* WHAT YOU SHOULD DO
Put every line of the records below into a Markdown table with the columns Row and Line. Number the rows in order and leave out blank lines.

[Named-object pointing records]
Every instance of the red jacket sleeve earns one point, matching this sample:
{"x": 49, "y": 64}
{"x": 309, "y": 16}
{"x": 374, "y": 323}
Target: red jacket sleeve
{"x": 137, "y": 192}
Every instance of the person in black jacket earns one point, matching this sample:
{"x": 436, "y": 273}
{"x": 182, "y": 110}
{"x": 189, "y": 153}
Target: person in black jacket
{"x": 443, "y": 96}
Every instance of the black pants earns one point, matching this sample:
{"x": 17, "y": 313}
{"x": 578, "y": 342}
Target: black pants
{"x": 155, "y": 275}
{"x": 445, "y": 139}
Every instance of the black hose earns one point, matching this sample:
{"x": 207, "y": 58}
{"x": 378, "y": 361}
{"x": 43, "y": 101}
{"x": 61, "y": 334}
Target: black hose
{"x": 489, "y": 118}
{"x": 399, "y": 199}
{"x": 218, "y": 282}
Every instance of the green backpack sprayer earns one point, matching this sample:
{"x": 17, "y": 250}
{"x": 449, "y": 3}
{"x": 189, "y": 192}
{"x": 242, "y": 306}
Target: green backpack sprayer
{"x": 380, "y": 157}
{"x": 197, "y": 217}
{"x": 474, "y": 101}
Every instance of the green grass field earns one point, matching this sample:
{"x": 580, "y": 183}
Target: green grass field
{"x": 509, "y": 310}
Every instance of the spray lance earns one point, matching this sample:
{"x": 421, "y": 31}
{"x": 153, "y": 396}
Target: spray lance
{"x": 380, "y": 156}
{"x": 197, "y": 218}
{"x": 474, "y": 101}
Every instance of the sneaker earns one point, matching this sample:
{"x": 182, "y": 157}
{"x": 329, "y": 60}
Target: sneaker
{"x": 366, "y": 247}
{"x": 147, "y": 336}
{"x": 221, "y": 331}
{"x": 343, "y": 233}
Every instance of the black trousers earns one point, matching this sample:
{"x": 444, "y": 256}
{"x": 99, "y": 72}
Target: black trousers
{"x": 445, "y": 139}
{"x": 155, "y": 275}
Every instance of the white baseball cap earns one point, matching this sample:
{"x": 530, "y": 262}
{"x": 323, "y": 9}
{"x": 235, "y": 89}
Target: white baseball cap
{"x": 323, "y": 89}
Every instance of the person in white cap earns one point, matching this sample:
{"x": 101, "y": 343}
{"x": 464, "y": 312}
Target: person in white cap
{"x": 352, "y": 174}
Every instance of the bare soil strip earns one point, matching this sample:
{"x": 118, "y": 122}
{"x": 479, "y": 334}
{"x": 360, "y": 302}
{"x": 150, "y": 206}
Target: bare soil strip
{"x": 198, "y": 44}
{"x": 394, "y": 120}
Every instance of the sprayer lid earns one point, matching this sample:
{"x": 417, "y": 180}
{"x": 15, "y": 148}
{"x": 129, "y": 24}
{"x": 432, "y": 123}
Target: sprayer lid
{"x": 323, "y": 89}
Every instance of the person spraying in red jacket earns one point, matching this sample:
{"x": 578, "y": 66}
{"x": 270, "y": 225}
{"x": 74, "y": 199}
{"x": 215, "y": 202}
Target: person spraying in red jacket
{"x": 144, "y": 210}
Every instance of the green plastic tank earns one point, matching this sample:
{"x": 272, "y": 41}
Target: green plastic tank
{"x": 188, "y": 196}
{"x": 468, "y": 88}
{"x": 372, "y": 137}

* RESPONSE TO THE TASK
| Row | Line |
|---|---|
| 1 | Every instance of the red jacket sleeve earns one point, matching this sample: |
| 2 | {"x": 49, "y": 64} |
| 3 | {"x": 309, "y": 16} |
| 4 | {"x": 374, "y": 323} |
| 5 | Target: red jacket sleeve |
| 6 | {"x": 137, "y": 192} |
| 7 | Every instance of the person in black jacket earns one point, matching this sample: |
| 8 | {"x": 436, "y": 273} |
| 9 | {"x": 182, "y": 110} |
| 10 | {"x": 189, "y": 153} |
| 11 | Target: person in black jacket |
| 12 | {"x": 443, "y": 96} |
| 13 | Every instance of the black pants earns one point, matching this sample: |
| 14 | {"x": 17, "y": 313} |
| 15 | {"x": 578, "y": 342} |
| 16 | Target: black pants |
| 17 | {"x": 155, "y": 275} |
| 18 | {"x": 445, "y": 139} |
| 19 | Every instance of the black hose earns one point, matching this sample: |
| 20 | {"x": 207, "y": 58} |
| 21 | {"x": 378, "y": 361} |
| 22 | {"x": 43, "y": 101} |
| 23 | {"x": 61, "y": 334} |
| 24 | Target: black hose |
| 25 | {"x": 489, "y": 118} |
| 26 | {"x": 399, "y": 199} |
| 27 | {"x": 218, "y": 282} |
| 28 | Every instance of the green backpack sprayer earns one point, matching this sample: |
| 29 | {"x": 17, "y": 250} |
| 30 | {"x": 449, "y": 3} |
| 31 | {"x": 189, "y": 192} |
| 32 | {"x": 242, "y": 306} |
| 33 | Target: green backpack sprayer |
| 34 | {"x": 380, "y": 157} |
| 35 | {"x": 197, "y": 217} |
| 36 | {"x": 474, "y": 101} |
| 37 | Every instance of the green grass field earns one point, matching this sample: |
| 38 | {"x": 580, "y": 183} |
| 39 | Target: green grass field |
| 40 | {"x": 509, "y": 310} |
| 41 | Every instance of the spray lance earns one point, matching this sample: |
| 42 | {"x": 421, "y": 31} |
| 43 | {"x": 153, "y": 396} |
| 44 | Target: spray lance |
| 45 | {"x": 380, "y": 156} |
| 46 | {"x": 197, "y": 218} |
| 47 | {"x": 474, "y": 101} |
| 48 | Every instance of the sneaker earns one point, matching this sample: |
| 49 | {"x": 182, "y": 157} |
| 50 | {"x": 329, "y": 60} |
| 51 | Target: sneaker |
| 52 | {"x": 366, "y": 247} |
| 53 | {"x": 147, "y": 336} |
| 54 | {"x": 221, "y": 331} |
| 55 | {"x": 343, "y": 233} |
| 56 | Every instance of the black trousers earns one point, matching this sample: |
| 57 | {"x": 444, "y": 256} |
| 58 | {"x": 99, "y": 72} |
| 59 | Target: black trousers |
| 60 | {"x": 445, "y": 139} |
| 61 | {"x": 155, "y": 275} |
| 62 | Every instance of the white baseball cap earns one point, matching this sample: |
| 63 | {"x": 530, "y": 262} |
| 64 | {"x": 323, "y": 9} |
| 65 | {"x": 235, "y": 89} |
| 66 | Target: white baseball cap |
| 67 | {"x": 323, "y": 89} |
| 68 | Every instance of the person in white cap earns one point, matching this sample: |
| 69 | {"x": 101, "y": 343} |
| 70 | {"x": 464, "y": 312} |
| 71 | Target: person in white cap |
| 72 | {"x": 352, "y": 174} |
| 73 | Every instance of the bare soil strip earns one point, matching this sample: |
| 74 | {"x": 118, "y": 122} |
| 75 | {"x": 479, "y": 334} |
| 76 | {"x": 360, "y": 302} |
| 77 | {"x": 150, "y": 206} |
| 78 | Target: bare soil strip |
| 79 | {"x": 198, "y": 44} |
| 80 | {"x": 394, "y": 120} |
| 81 | Every instance of the sprayer lid earns one point, matching this sample: |
| 82 | {"x": 417, "y": 180} |
| 83 | {"x": 15, "y": 148} |
| 84 | {"x": 129, "y": 24} |
| 85 | {"x": 432, "y": 123} |
| 86 | Target: sprayer lid |
| 87 | {"x": 323, "y": 89} |
| 88 | Every instance of the person spraying in red jacket earns one point, matching this sample: |
| 89 | {"x": 578, "y": 66} |
| 90 | {"x": 270, "y": 225} |
| 91 | {"x": 74, "y": 199} |
| 92 | {"x": 215, "y": 202} |
| 93 | Target: person spraying in red jacket |
| 94 | {"x": 144, "y": 210} |
| 95 | Every instance of the green plastic tank earns one point, matching this sample: |
| 96 | {"x": 272, "y": 41} |
| 97 | Target: green plastic tank |
| 98 | {"x": 188, "y": 196} |
| 99 | {"x": 468, "y": 88} |
| 100 | {"x": 372, "y": 137} |